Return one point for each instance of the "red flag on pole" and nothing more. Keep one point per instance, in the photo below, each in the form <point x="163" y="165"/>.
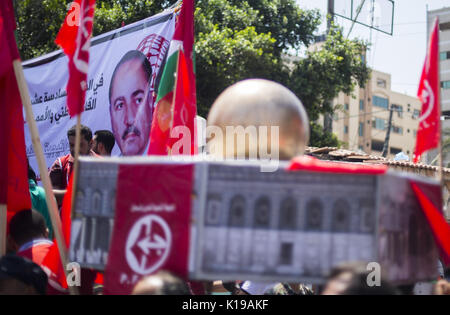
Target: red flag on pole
<point x="176" y="100"/>
<point x="428" y="133"/>
<point x="14" y="190"/>
<point x="439" y="227"/>
<point x="74" y="38"/>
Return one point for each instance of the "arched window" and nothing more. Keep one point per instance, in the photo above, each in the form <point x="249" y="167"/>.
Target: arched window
<point x="237" y="211"/>
<point x="314" y="215"/>
<point x="341" y="216"/>
<point x="213" y="210"/>
<point x="261" y="215"/>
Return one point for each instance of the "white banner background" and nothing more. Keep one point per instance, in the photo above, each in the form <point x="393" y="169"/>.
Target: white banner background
<point x="47" y="78"/>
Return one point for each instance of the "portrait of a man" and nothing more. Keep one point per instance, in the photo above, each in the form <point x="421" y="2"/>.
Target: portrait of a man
<point x="130" y="103"/>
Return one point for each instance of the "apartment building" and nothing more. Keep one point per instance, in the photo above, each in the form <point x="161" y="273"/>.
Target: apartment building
<point x="361" y="120"/>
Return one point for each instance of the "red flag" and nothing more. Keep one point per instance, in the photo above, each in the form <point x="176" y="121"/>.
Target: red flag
<point x="179" y="111"/>
<point x="74" y="39"/>
<point x="428" y="133"/>
<point x="183" y="131"/>
<point x="439" y="227"/>
<point x="14" y="190"/>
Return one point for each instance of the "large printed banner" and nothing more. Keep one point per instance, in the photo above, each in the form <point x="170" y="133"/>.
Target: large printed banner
<point x="124" y="71"/>
<point x="245" y="224"/>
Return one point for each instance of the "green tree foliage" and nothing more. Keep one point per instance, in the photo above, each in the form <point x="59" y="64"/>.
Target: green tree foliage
<point x="235" y="40"/>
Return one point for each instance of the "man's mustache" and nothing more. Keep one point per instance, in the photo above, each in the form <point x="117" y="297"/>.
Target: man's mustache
<point x="131" y="129"/>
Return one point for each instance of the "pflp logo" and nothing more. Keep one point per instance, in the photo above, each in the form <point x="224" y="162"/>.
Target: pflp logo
<point x="148" y="244"/>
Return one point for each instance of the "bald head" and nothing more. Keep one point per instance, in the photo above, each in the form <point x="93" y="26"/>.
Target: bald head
<point x="161" y="283"/>
<point x="258" y="103"/>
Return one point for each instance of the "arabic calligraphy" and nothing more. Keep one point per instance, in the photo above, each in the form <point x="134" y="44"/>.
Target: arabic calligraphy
<point x="47" y="97"/>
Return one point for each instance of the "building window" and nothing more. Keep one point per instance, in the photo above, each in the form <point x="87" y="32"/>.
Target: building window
<point x="379" y="123"/>
<point x="380" y="101"/>
<point x="398" y="109"/>
<point x="395" y="150"/>
<point x="377" y="145"/>
<point x="381" y="83"/>
<point x="396" y="129"/>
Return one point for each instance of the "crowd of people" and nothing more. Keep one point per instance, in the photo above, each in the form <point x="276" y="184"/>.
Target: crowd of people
<point x="247" y="103"/>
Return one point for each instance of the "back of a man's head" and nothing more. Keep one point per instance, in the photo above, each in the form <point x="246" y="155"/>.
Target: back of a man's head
<point x="255" y="104"/>
<point x="161" y="283"/>
<point x="26" y="226"/>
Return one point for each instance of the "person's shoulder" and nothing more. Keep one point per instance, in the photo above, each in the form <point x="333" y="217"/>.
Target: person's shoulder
<point x="61" y="160"/>
<point x="93" y="154"/>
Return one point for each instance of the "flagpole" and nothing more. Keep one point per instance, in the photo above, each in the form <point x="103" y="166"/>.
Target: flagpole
<point x="172" y="107"/>
<point x="440" y="154"/>
<point x="37" y="147"/>
<point x="3" y="227"/>
<point x="75" y="163"/>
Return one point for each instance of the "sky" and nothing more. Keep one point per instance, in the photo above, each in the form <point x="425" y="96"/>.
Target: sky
<point x="402" y="54"/>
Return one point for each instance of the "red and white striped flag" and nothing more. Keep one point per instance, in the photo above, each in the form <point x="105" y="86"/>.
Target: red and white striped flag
<point x="74" y="38"/>
<point x="176" y="101"/>
<point x="428" y="133"/>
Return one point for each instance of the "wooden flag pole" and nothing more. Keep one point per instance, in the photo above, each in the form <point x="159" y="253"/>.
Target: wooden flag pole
<point x="2" y="229"/>
<point x="75" y="163"/>
<point x="440" y="154"/>
<point x="50" y="198"/>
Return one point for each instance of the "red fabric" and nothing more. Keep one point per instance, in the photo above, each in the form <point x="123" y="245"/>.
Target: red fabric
<point x="184" y="110"/>
<point x="197" y="287"/>
<point x="74" y="39"/>
<point x="152" y="224"/>
<point x="311" y="164"/>
<point x="38" y="254"/>
<point x="14" y="189"/>
<point x="61" y="170"/>
<point x="439" y="226"/>
<point x="53" y="260"/>
<point x="184" y="106"/>
<point x="159" y="138"/>
<point x="184" y="30"/>
<point x="428" y="133"/>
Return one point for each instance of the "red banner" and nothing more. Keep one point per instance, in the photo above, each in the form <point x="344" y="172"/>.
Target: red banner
<point x="74" y="38"/>
<point x="152" y="221"/>
<point x="14" y="189"/>
<point x="428" y="133"/>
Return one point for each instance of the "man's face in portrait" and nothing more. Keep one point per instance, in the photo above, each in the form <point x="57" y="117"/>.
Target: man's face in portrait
<point x="130" y="107"/>
<point x="85" y="146"/>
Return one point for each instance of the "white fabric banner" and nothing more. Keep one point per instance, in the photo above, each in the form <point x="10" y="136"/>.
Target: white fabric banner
<point x="116" y="107"/>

**Aim of the exercise**
Each line above is to be copied exactly, and the pictures are to be dropped.

**Exercise answer**
Return one point for each instance of the "red flag on pole" and nothing more. Keep one point per instance, in the photo below, each in the form <point x="163" y="165"/>.
Target: red flag on pole
<point x="176" y="100"/>
<point x="428" y="133"/>
<point x="14" y="190"/>
<point x="439" y="227"/>
<point x="74" y="38"/>
Return one point for each instance of the "arched window" and nothing more. Keep one point per instance, in the photo above, each in the form <point x="249" y="167"/>.
Target: arched window
<point x="237" y="211"/>
<point x="314" y="215"/>
<point x="341" y="216"/>
<point x="213" y="210"/>
<point x="261" y="215"/>
Return one point for each instance of the "white banner background" and nothing more. Keep one point per instance, in the photo above, each in the form <point x="393" y="169"/>.
Target: white banner background
<point x="47" y="78"/>
Return one point for each instance of the "portrait of a man" and nothing more. Keep one point per instance, in the photo above, each in the form <point x="421" y="2"/>.
Target: portrait of a man
<point x="130" y="103"/>
Return one point for each instance of the "apartment building" and nothing more. Keep one point per instance, in the photo above, each in the form <point x="161" y="273"/>.
Target: apartment building
<point x="361" y="120"/>
Return one point for each instance of the "red flag" and nothing more. Keep one point per instance, in the photo above, each in the form <point x="176" y="121"/>.
Target: red flag
<point x="179" y="111"/>
<point x="74" y="39"/>
<point x="428" y="133"/>
<point x="183" y="131"/>
<point x="439" y="227"/>
<point x="14" y="190"/>
Return one point for each instance of the "large printed banner" and nothing more. Keep one point per instance, in the photo above, each in the form <point x="170" y="133"/>.
Target: large printed banner
<point x="124" y="71"/>
<point x="245" y="224"/>
Return one point for each instance of the "green tree foliage" and nothing more. Keep one point per instance, in the photo above, each in the form <point x="59" y="64"/>.
Target: green tree foliage
<point x="235" y="40"/>
Return one point for each instance of the "man's mustache" and nothing more. Keep one point per instance, in the photo above, each in the form <point x="117" y="297"/>.
Target: man's mustache
<point x="131" y="129"/>
Return one point for each instance of the "pflp logo" and nothing more. Keep one point per instance, in the photo above, each in the form <point x="224" y="162"/>.
Target: pflp logo
<point x="148" y="244"/>
Return one point for each instance of the "bald head" and nothing more. Keep one point per instance, in the photo above, each in the form <point x="93" y="26"/>.
Target: bald head
<point x="161" y="283"/>
<point x="258" y="103"/>
Return one point for each instance of the "arabic calligraphy" and nothing more. Keep one point per instance, in the photo above, each in the form <point x="134" y="44"/>.
Target: arabic calligraphy
<point x="47" y="97"/>
Return one point for each instance of the "building window" and nothing more. Keep one point per instance, in the photo above, each in the form <point x="87" y="32"/>.
Target: building window
<point x="379" y="123"/>
<point x="380" y="101"/>
<point x="398" y="109"/>
<point x="395" y="150"/>
<point x="377" y="145"/>
<point x="381" y="83"/>
<point x="396" y="129"/>
Return one point for each instance of the "crowd of people" and nothing more. Keep one point per instance, in the photo above, each in the form <point x="276" y="184"/>.
Target: crowd of people
<point x="247" y="103"/>
Return one point for each instance of the "back of a man's head" and nothing more. Keep one point per instance, in the photo above, each in the form <point x="246" y="155"/>.
Target: back of a man's head
<point x="255" y="104"/>
<point x="161" y="283"/>
<point x="26" y="226"/>
Return one point for each instance of the "person's shoulder" and nothing more. Keep one point per instance, in the photo above, each in the form <point x="333" y="217"/>.
Target: person's shoulder
<point x="61" y="160"/>
<point x="93" y="154"/>
Return one point for each instance of the "flagpole" and nothing more. Keep one point per instance, in the photo above, each in the form <point x="103" y="166"/>.
Target: flagpole
<point x="172" y="107"/>
<point x="440" y="154"/>
<point x="37" y="147"/>
<point x="3" y="227"/>
<point x="75" y="163"/>
Return one point for each instance of the "sky" and nothing more. Keep one point per instance, in the photo above, each in the form <point x="425" y="96"/>.
Target: sky
<point x="402" y="54"/>
Return one point for each instance of the "red and white striped flag" and nothing more. Keep one point per instance, in the photo above, each in the form <point x="105" y="86"/>.
Target: red and white striped flag
<point x="74" y="38"/>
<point x="176" y="101"/>
<point x="428" y="133"/>
Return one point for each instance of the "wooden flag pole" and nothing more. Keep one point per instance, in the photo above, each in the form <point x="159" y="253"/>.
Target: wooden flag pole
<point x="2" y="229"/>
<point x="75" y="163"/>
<point x="440" y="154"/>
<point x="50" y="198"/>
Return one point for each instance of the "red fabric" and nothing more. Keep one point per instance, in the photo above, each in the form <point x="123" y="245"/>.
Target: red fabric
<point x="184" y="110"/>
<point x="197" y="287"/>
<point x="74" y="39"/>
<point x="152" y="224"/>
<point x="311" y="164"/>
<point x="38" y="254"/>
<point x="14" y="189"/>
<point x="61" y="170"/>
<point x="439" y="226"/>
<point x="53" y="260"/>
<point x="184" y="106"/>
<point x="159" y="138"/>
<point x="184" y="30"/>
<point x="428" y="133"/>
Return one point for each instance of the "red banner" and nothing more. Keep one point per instance, in the photo above, each in the form <point x="344" y="172"/>.
Target: red banner
<point x="74" y="38"/>
<point x="152" y="221"/>
<point x="14" y="189"/>
<point x="428" y="133"/>
Return one point for each instance of the "man's face in portrait" and nothing more. Keep one point per instance, in the photo above, each in the form <point x="57" y="117"/>.
Target: man's face in portrait
<point x="130" y="107"/>
<point x="85" y="146"/>
Return one point for each instance of the "white fabric banner" and nothing more. Keep one point per instance, in the photo above, each in the form <point x="10" y="136"/>.
Target: white fabric banner
<point x="116" y="107"/>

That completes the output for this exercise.